--- Records supplied ---

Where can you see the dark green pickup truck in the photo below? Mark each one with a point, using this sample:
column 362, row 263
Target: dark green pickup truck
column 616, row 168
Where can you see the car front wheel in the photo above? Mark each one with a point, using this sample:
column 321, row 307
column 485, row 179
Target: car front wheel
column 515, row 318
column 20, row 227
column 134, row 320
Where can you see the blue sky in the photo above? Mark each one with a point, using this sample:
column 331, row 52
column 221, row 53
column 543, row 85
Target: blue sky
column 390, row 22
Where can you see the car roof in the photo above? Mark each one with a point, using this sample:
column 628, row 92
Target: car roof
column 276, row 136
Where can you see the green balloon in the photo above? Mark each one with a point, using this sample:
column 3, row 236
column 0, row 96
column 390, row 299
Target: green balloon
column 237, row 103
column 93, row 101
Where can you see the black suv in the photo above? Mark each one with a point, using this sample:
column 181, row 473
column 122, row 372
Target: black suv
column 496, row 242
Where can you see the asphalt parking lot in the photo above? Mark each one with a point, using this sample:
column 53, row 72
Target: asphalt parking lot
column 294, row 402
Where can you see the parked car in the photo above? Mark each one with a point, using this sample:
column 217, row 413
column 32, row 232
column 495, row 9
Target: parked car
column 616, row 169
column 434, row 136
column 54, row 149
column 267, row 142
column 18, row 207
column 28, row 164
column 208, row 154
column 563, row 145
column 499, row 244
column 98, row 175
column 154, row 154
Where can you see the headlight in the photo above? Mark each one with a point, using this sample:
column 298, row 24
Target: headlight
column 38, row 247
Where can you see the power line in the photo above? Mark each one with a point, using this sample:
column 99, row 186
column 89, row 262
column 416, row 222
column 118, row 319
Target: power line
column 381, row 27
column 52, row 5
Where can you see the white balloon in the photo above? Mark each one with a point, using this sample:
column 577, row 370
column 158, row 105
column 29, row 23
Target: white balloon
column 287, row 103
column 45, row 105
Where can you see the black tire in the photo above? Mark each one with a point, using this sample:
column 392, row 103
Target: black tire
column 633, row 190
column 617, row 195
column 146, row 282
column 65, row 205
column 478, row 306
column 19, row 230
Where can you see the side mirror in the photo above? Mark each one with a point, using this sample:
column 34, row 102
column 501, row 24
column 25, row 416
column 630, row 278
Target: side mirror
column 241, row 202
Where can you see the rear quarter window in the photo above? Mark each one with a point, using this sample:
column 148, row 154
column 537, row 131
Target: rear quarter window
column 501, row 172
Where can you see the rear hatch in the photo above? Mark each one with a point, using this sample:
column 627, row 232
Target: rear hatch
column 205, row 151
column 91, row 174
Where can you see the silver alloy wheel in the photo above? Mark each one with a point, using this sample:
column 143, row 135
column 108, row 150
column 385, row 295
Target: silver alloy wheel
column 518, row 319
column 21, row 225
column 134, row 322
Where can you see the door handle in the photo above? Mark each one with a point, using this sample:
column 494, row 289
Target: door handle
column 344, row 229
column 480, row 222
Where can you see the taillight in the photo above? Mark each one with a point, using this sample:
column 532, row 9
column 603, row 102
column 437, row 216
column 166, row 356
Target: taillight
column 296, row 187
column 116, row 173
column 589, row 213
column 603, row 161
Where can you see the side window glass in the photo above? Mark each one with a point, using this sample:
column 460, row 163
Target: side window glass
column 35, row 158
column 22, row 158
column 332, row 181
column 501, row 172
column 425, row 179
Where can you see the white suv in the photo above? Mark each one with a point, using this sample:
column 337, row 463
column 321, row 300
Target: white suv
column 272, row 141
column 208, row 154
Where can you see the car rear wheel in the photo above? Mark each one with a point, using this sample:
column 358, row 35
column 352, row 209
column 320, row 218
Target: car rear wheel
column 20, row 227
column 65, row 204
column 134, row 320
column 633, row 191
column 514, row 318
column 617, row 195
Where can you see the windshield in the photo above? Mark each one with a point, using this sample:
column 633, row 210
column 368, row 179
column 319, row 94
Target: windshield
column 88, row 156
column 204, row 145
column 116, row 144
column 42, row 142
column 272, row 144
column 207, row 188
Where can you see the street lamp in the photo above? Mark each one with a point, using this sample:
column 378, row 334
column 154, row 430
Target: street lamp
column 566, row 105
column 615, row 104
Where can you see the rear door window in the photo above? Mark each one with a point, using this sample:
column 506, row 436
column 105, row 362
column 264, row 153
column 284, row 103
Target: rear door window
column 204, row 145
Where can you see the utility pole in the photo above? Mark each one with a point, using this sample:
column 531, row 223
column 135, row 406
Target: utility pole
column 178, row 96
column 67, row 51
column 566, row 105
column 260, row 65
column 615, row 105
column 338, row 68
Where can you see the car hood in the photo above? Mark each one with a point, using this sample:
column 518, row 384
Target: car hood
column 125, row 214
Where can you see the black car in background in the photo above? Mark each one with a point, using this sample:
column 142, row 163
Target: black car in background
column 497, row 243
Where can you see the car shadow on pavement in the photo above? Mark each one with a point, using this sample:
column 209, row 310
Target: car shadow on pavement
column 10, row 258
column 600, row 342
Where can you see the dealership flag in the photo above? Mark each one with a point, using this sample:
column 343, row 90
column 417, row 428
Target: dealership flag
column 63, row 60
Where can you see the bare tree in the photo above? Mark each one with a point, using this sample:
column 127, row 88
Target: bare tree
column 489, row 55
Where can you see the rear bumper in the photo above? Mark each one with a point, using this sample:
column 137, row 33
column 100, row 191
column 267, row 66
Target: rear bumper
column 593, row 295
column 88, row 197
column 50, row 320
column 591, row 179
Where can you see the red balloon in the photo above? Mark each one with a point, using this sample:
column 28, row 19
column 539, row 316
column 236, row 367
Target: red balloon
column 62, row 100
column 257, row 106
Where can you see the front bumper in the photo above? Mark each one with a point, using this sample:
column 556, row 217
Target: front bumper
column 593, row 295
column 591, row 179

--- Work to be completed ---
Transcribe all of the material above with complete accuracy.

--- Your solution ---
Where can you see the dark green pickup truck in the photo below? Mark each one with a point, using this sample:
column 362, row 263
Target: dark green pickup truck
column 616, row 168
Where can you see the car front wheel in the photo above? Mark each one with a point, using this sample:
column 321, row 307
column 485, row 179
Target: car front wheel
column 515, row 318
column 20, row 227
column 134, row 320
Where can you see the blue sky in the photo above? Mark each one with a point, using this sample:
column 331, row 52
column 221, row 53
column 543, row 85
Target: blue sky
column 390, row 22
Where can you see the car roof in the photo above? Mark each one with a point, using this sample:
column 628, row 92
Target: car roof
column 276, row 136
Where can you see the green balloon in the photo above? Mark each one with a point, using this sample:
column 3, row 236
column 0, row 96
column 390, row 299
Target: green balloon
column 237, row 103
column 93, row 101
Where can you see the black suv in the photo above? Mark each one with a point, using this sample:
column 181, row 473
column 122, row 372
Target: black suv
column 496, row 242
Where can you see the asphalt parking lot in the photo above? Mark each one with a point, using this sample:
column 53, row 72
Target: asphalt parking lot
column 294, row 402
Where can you see the parked car in the photo above? Mark each one with a point, using this sample:
column 217, row 413
column 32, row 232
column 495, row 9
Target: parked car
column 616, row 169
column 434, row 136
column 54, row 149
column 267, row 142
column 18, row 207
column 28, row 164
column 208, row 154
column 563, row 145
column 499, row 244
column 98, row 175
column 154, row 154
Where can you see the headlight in the photo above? Mark each one with a point, using this sample:
column 298, row 24
Target: headlight
column 38, row 247
Where can you see the power line in the photo above? Mark each one with a point, using this sample:
column 99, row 186
column 89, row 262
column 416, row 222
column 118, row 319
Target: power line
column 381, row 27
column 52, row 5
Where can you see the white balloon in the photo above? Mark each one with a point, using this sample:
column 577, row 370
column 158, row 105
column 29, row 23
Target: white balloon
column 287, row 103
column 45, row 105
Where can you see the black tire in the photo above? Mark each one with a point, using this sample:
column 392, row 103
Target: black tire
column 633, row 190
column 617, row 195
column 146, row 282
column 65, row 205
column 478, row 306
column 19, row 230
Where can you see the side mirror in the photo above? Mark each one with a point, using this sample:
column 34, row 102
column 501, row 24
column 25, row 416
column 630, row 278
Target: side mirror
column 241, row 202
Where can you see the rear quarter window in the photo above? Mark each one with a point, using this sample:
column 148, row 154
column 537, row 131
Target: rear quarter window
column 501, row 172
Where can you see the rear hatch in the photo above? Mark each one with a point, using this sample:
column 627, row 232
Target: rear hatch
column 205, row 151
column 91, row 174
Where can you see the silver alloy wheel in the photo above? Mark each one with a point, using this sample:
column 143, row 135
column 108, row 150
column 385, row 295
Target: silver alloy wheel
column 518, row 319
column 21, row 225
column 134, row 322
Where can you see the door handle in the photo above? Mark each one with a point, using this sample:
column 494, row 289
Target: door handle
column 344, row 229
column 480, row 222
Where can you see the taillight in the photo above? Mark each one with a point, using this sample:
column 532, row 9
column 603, row 102
column 437, row 216
column 166, row 356
Target: taillight
column 296, row 187
column 116, row 173
column 589, row 213
column 603, row 161
Where can you see the side window glass in the photo above? Mark each one with a point, using this sample:
column 460, row 163
Target: side window glass
column 35, row 158
column 22, row 158
column 332, row 181
column 501, row 172
column 425, row 179
Where can you see the white suv in the photo above? Mark each one with a point, using this sample:
column 337, row 463
column 321, row 300
Target: white suv
column 272, row 141
column 208, row 154
Where can you see the car rear wheel in the photo above? Mark each one with a point, using this sample:
column 358, row 35
column 352, row 209
column 320, row 218
Target: car rear wheel
column 20, row 227
column 65, row 204
column 134, row 320
column 633, row 191
column 514, row 318
column 617, row 195
Where can you see the windshield in the photo above? Mark each one with a point, using this sample:
column 633, row 210
column 368, row 179
column 319, row 94
Target: windshield
column 88, row 156
column 204, row 145
column 116, row 144
column 42, row 142
column 272, row 144
column 207, row 188
Where can you see the street lamp in the photo above? Mark each one with a point, using this sample:
column 378, row 334
column 154, row 430
Target: street lamp
column 566, row 105
column 615, row 104
Where can you see the rear door window in the photo above? Mark each one with a point, using this sample:
column 506, row 436
column 105, row 362
column 264, row 153
column 284, row 103
Target: rear door window
column 204, row 145
Where can you see the utility pole in the photo above? Mark each one with a point, using this sample:
column 531, row 223
column 135, row 406
Target: utility pole
column 178, row 96
column 67, row 51
column 566, row 105
column 260, row 65
column 615, row 105
column 338, row 68
Where can you see the car hood in the photo above? Mark each one with a point, using this sample:
column 518, row 384
Target: car hood
column 125, row 214
Where can you see the black car in background in the photo above? Mark each one with a point, using this sample:
column 142, row 163
Target: black car in background
column 497, row 243
Where can you see the car shadow on pavement in the photo above? Mark each one with a point, using this sample:
column 209, row 310
Target: car shadow on pavement
column 10, row 258
column 600, row 342
Where can you see the dealership flag in the photo above? Mark each one with a point, using this sample:
column 343, row 90
column 417, row 428
Target: dealership flag
column 63, row 60
Where can you see the bare tree in the photo above? Mark each one with a point, using this sample:
column 127, row 88
Target: bare tree
column 489, row 55
Where can you see the rear bumper in the photo above? Mark each one with a point, using this sample:
column 137, row 33
column 100, row 191
column 267, row 66
Target: rear bumper
column 593, row 295
column 88, row 197
column 50, row 320
column 591, row 179
Where can you see the red balloon in the photo above? Mark each one with a point, using this sample:
column 28, row 19
column 539, row 316
column 236, row 367
Target: red balloon
column 62, row 100
column 257, row 106
Where can you see the front bumper in the photo above? Mark each one with a point, using this sample:
column 556, row 217
Target: front bumper
column 593, row 295
column 591, row 179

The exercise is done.